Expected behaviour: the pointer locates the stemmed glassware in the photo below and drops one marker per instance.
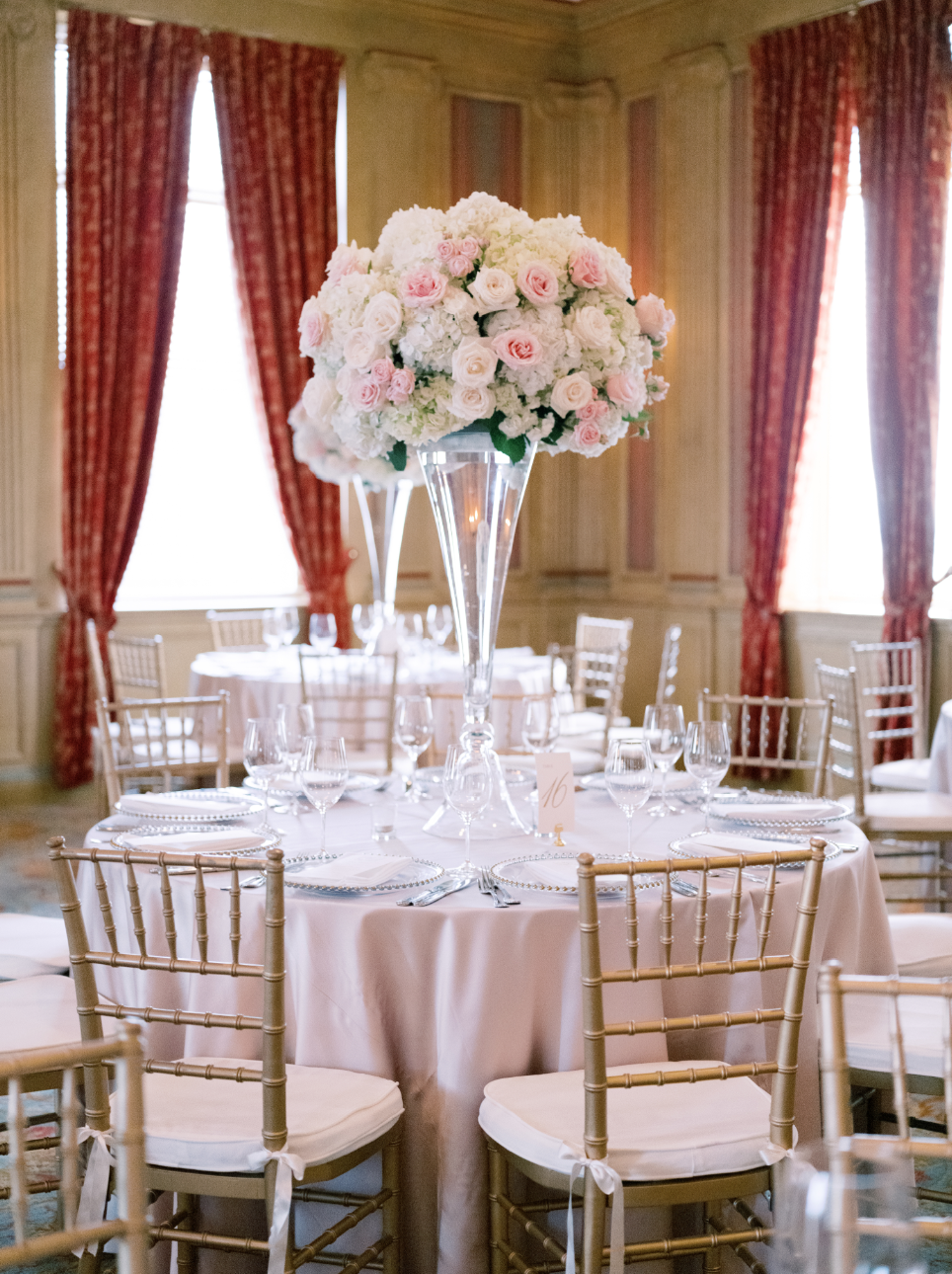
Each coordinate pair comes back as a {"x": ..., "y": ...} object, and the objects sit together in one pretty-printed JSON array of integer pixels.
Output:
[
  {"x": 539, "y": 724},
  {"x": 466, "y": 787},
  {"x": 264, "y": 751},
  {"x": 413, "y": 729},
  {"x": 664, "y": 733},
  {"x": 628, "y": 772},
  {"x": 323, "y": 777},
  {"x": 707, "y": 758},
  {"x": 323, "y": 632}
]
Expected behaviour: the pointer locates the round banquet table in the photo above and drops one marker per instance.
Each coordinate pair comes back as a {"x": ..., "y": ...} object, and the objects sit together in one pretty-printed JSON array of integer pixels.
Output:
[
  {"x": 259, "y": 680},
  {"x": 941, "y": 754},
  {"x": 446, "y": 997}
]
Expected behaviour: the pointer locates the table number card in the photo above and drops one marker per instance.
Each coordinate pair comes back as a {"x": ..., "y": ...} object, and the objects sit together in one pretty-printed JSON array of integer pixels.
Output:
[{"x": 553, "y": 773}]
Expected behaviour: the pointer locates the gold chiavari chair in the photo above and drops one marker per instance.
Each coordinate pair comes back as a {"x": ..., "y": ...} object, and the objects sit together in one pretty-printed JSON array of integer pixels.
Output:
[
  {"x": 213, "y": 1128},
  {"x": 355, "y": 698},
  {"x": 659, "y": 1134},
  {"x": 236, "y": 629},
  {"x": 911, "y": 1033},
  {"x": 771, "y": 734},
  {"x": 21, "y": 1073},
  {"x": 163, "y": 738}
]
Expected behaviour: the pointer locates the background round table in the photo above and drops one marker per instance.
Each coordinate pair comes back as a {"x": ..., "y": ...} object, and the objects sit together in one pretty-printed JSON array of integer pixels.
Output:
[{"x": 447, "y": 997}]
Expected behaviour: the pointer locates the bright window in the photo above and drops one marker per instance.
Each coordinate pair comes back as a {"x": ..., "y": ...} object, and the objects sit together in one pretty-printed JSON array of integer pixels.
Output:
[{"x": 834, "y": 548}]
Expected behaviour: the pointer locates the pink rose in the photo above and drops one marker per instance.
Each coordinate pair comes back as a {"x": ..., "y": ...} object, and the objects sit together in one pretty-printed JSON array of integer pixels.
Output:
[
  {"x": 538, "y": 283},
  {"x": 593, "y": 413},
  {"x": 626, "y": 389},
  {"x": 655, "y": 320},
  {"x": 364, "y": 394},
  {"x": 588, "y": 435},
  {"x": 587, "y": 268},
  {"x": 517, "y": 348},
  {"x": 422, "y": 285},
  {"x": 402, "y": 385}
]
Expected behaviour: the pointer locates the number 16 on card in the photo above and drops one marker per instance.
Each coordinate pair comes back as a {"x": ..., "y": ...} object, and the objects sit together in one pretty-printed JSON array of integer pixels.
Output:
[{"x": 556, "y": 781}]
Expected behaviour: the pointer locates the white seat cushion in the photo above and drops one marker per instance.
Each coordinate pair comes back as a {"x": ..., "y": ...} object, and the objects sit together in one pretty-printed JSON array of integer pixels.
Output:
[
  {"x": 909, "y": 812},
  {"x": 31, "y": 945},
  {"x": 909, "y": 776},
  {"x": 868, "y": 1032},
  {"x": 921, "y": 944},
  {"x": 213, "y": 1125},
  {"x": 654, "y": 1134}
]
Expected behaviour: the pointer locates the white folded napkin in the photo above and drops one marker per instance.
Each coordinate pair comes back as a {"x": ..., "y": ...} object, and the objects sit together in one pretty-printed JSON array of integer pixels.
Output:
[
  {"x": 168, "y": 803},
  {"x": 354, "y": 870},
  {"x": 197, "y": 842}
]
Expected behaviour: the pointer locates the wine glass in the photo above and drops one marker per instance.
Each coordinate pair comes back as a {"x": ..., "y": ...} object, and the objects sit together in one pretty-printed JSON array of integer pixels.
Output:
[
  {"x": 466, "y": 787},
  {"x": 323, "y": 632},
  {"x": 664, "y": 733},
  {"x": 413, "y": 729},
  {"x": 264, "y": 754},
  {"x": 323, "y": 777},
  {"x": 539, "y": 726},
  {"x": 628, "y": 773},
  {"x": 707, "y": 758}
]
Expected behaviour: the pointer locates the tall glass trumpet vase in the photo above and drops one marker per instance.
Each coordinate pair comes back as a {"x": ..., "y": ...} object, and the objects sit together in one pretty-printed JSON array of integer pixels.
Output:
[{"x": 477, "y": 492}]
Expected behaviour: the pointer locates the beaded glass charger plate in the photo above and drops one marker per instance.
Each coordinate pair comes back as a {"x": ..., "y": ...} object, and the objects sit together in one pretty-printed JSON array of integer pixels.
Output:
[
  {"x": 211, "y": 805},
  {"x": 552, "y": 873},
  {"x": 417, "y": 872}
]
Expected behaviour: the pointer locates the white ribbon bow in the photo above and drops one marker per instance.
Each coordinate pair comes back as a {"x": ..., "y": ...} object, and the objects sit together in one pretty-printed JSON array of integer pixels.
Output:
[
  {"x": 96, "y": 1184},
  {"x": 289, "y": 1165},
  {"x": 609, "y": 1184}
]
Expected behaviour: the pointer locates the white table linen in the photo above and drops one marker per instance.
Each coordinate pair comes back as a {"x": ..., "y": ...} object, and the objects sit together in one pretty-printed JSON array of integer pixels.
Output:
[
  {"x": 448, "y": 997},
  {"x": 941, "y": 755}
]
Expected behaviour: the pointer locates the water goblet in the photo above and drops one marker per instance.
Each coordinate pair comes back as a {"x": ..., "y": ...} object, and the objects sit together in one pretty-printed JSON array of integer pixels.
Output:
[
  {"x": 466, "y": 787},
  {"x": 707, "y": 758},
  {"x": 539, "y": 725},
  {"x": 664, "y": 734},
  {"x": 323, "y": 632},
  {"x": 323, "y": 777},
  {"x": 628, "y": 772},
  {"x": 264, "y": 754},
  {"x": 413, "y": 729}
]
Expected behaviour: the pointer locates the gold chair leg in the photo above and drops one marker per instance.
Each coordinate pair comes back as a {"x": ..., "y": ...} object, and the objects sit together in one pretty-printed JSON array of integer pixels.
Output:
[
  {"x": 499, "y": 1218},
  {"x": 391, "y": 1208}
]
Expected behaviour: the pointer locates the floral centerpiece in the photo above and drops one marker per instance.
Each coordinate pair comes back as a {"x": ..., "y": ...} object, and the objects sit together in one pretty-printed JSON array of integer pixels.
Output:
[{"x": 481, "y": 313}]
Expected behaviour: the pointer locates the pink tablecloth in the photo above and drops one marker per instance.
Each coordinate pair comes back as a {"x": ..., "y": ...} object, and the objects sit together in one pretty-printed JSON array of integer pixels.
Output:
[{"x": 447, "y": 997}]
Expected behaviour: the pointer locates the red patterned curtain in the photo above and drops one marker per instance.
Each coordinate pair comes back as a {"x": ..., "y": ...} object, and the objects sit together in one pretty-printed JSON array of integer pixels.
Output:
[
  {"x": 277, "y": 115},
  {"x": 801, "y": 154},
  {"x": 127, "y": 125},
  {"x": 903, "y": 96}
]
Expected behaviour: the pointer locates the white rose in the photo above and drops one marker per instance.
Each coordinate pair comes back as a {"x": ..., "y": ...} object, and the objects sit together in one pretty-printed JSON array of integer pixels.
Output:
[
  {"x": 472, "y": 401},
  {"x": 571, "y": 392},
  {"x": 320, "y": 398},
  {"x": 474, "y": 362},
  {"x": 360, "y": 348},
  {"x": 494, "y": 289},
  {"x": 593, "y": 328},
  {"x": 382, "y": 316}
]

## Given task
Transcribe every record above exactly, leaving out the pictures.

## Completed task
Expected behaviour: the pointer locates the stemmed glassware in the photo below and drops one marker per instance.
Each coordinate pair comes back as a {"x": ..., "y": ...} object, and the objects sit together in one pretty-printed JSON array of integer pixels.
Output:
[
  {"x": 539, "y": 724},
  {"x": 466, "y": 787},
  {"x": 264, "y": 751},
  {"x": 413, "y": 729},
  {"x": 664, "y": 733},
  {"x": 628, "y": 772},
  {"x": 323, "y": 777},
  {"x": 707, "y": 758},
  {"x": 323, "y": 632}
]
Expected behaviour: the pointer locates the round banquet table in the photo above and drops one marker per instance.
Each coordinate pair comes back as a {"x": ..., "y": ...} object, and the objects sit together in one pretty-printed JSON array of integer pixels.
Output:
[
  {"x": 259, "y": 680},
  {"x": 941, "y": 754},
  {"x": 446, "y": 997}
]
Expected behaviour: the pointer locates the table number card in the photo above and drops one marker per instance.
Each coordinate pair comes back as a {"x": ..., "y": ...} object, and the objects sit together in one pretty-printed JSON array of integer pixels.
Output:
[{"x": 553, "y": 773}]
Expected behaviour: the pointer locates the gold chiavari chair in the photo above and drops one marker per instance.
Each coordinate pair comes back as a {"x": ..., "y": ...} object, and the objects sit together in one pretty-printed JSON array of integer pixels.
Output:
[
  {"x": 213, "y": 1128},
  {"x": 355, "y": 698},
  {"x": 659, "y": 1134},
  {"x": 236, "y": 629},
  {"x": 911, "y": 1033},
  {"x": 771, "y": 734},
  {"x": 21, "y": 1073},
  {"x": 163, "y": 738}
]
Expected behaviour: the pointer locates the background round table in the photo above and drops one marker per instance.
Each coordinate pair comes back as a {"x": ..., "y": ...} object, and the objects sit together in one pretty-printed JSON array of integer pixels.
Output:
[{"x": 447, "y": 997}]
Expected behaviour: the pointer locates the bright window in the photo above and drops one marker per instance.
Each coordinate pair comes back as a {"x": ..., "y": ...} object, and the objects sit together in one pretty-printed JSON array of integer pixels.
Output:
[{"x": 834, "y": 548}]
Expected behaviour: the pointer locates the pink rose in the photo above and drops one marker per instance.
Each coordinate pair comes back as a {"x": ..., "y": ...} object, and the objects sit together in one pretty-printed JSON array of integer pixels.
Output:
[
  {"x": 538, "y": 283},
  {"x": 593, "y": 413},
  {"x": 626, "y": 389},
  {"x": 655, "y": 320},
  {"x": 364, "y": 394},
  {"x": 588, "y": 435},
  {"x": 587, "y": 268},
  {"x": 517, "y": 348},
  {"x": 422, "y": 285},
  {"x": 402, "y": 385}
]
Expected behaviour: the pointer locates the number 16 on card in the photo above and drops one marker per instance.
Each coordinate pair comes back as a {"x": ..., "y": ...} object, and the objects sit together in one pretty-printed JSON array of integer pixels.
Output:
[{"x": 556, "y": 781}]
Expected behaviour: the pointer locates the white seat cushion in the photo above and drops one marker per instance.
Each coordinate pair comes back as a {"x": ..., "y": ...} object, and the objects sit together in one pretty-printed JSON array of integer pixels.
Output:
[
  {"x": 909, "y": 812},
  {"x": 31, "y": 945},
  {"x": 909, "y": 776},
  {"x": 868, "y": 1032},
  {"x": 921, "y": 944},
  {"x": 213, "y": 1125},
  {"x": 654, "y": 1134}
]
Expected behaviour: the pointer locates the white folded napkin in the photo above and drops one marker per instance.
Each coordinate pair comes back as a {"x": ..., "y": ...} object, and the objects sit together in one pretty-printed JSON array of integer pixels.
Output:
[
  {"x": 168, "y": 803},
  {"x": 354, "y": 870},
  {"x": 197, "y": 842}
]
Expected behaviour: the pointer locates the wine glass in the photo above and drops one marker per instance.
Each coordinate pair comes back as a {"x": ..., "y": ...} object, and the objects sit together in one pretty-printed JSON array of integer pixels.
Output:
[
  {"x": 466, "y": 787},
  {"x": 323, "y": 632},
  {"x": 664, "y": 733},
  {"x": 413, "y": 729},
  {"x": 264, "y": 754},
  {"x": 323, "y": 777},
  {"x": 539, "y": 726},
  {"x": 628, "y": 773},
  {"x": 707, "y": 758}
]
Expected behaviour: the pointer locates the tall glass trumpet vase in the photo above and drops one marker per instance.
Each coordinate pair comes back as a {"x": ..., "y": ...} object, and the objects sit together in one pretty-printed JSON array of integer pixels.
Output:
[{"x": 477, "y": 492}]
Expected behaviour: the pointer locates the beaded glass charger plate in the photo above and drops one marker per instance.
Each coordinate pair comes back as a {"x": ..., "y": ...} object, and the objects sit together in one pretty-printed JSON array of integer pixels.
Output:
[
  {"x": 211, "y": 805},
  {"x": 552, "y": 873},
  {"x": 417, "y": 872}
]
Expected behaviour: the pointer locates the white ribbon bow in the photo above and drops one marker per instance.
Each coordinate pair comes back as a {"x": ..., "y": ...} object, and the objects sit together in one pretty-printed JSON array of integer pixels.
Output:
[
  {"x": 96, "y": 1184},
  {"x": 289, "y": 1165},
  {"x": 609, "y": 1184}
]
Expected behaviour: the pointer locates the white table linen in the photo above and drops one marker per instance.
Each coordinate pair comes back as a {"x": ..., "y": ...} object, and the objects sit together in one pretty-printed JSON array of integer pixels.
Output:
[
  {"x": 448, "y": 997},
  {"x": 941, "y": 755}
]
Expected behaviour: the pointer locates the water goblet in the photo above and drops one marker per instance.
Each coordinate pair comes back as a {"x": ..., "y": ...} object, and the objects sit together in one pretty-printed JSON array of integer pixels.
Output:
[
  {"x": 466, "y": 787},
  {"x": 707, "y": 758},
  {"x": 539, "y": 725},
  {"x": 664, "y": 734},
  {"x": 323, "y": 632},
  {"x": 323, "y": 777},
  {"x": 628, "y": 772},
  {"x": 264, "y": 754},
  {"x": 413, "y": 729}
]
Expected behaviour: the pointer locates the gold chair leg in the photo above and drops one marker per instance.
Each coordinate pair comes back as a {"x": ..., "y": ...} object, and the objects sit together in one pretty-printed JSON array of integer pixels.
Output:
[
  {"x": 499, "y": 1218},
  {"x": 391, "y": 1208}
]
Expected behaviour: the pointer locates the floral centerpiece in the photo above and drops one marker per instance.
Each coordinate pair comes back as a {"x": ..., "y": ...} object, and the objects sit together in one pretty-printed JSON array of integer pixels.
Output:
[{"x": 481, "y": 313}]
Expected behaviour: the pointer locates the pink tablecloth in the photo above and drops one marker per instance.
Each coordinate pair comes back as a {"x": ..., "y": ...} object, and the objects sit together in one pretty-printed JSON array of integer pixels.
Output:
[{"x": 447, "y": 997}]
Expected behaviour: the pointer locates the red patterned curtain in the photo above and drops one marker per instance.
Each coordinate pair comes back as a {"x": ..., "y": ...} object, and the objects sit together in one pretty-printed JSON array of integer pixels.
Output:
[
  {"x": 277, "y": 115},
  {"x": 801, "y": 154},
  {"x": 127, "y": 125},
  {"x": 903, "y": 96}
]
Expected behaviour: the pointer locates the white rose in the photo above and drops one marker per instance.
Each coordinate pair comes back as a {"x": ..., "y": ...} object, and the objects sit together in one pretty-printed JSON array of integer pixels.
Output:
[
  {"x": 472, "y": 401},
  {"x": 571, "y": 392},
  {"x": 320, "y": 398},
  {"x": 474, "y": 362},
  {"x": 360, "y": 348},
  {"x": 494, "y": 289},
  {"x": 593, "y": 328},
  {"x": 382, "y": 316}
]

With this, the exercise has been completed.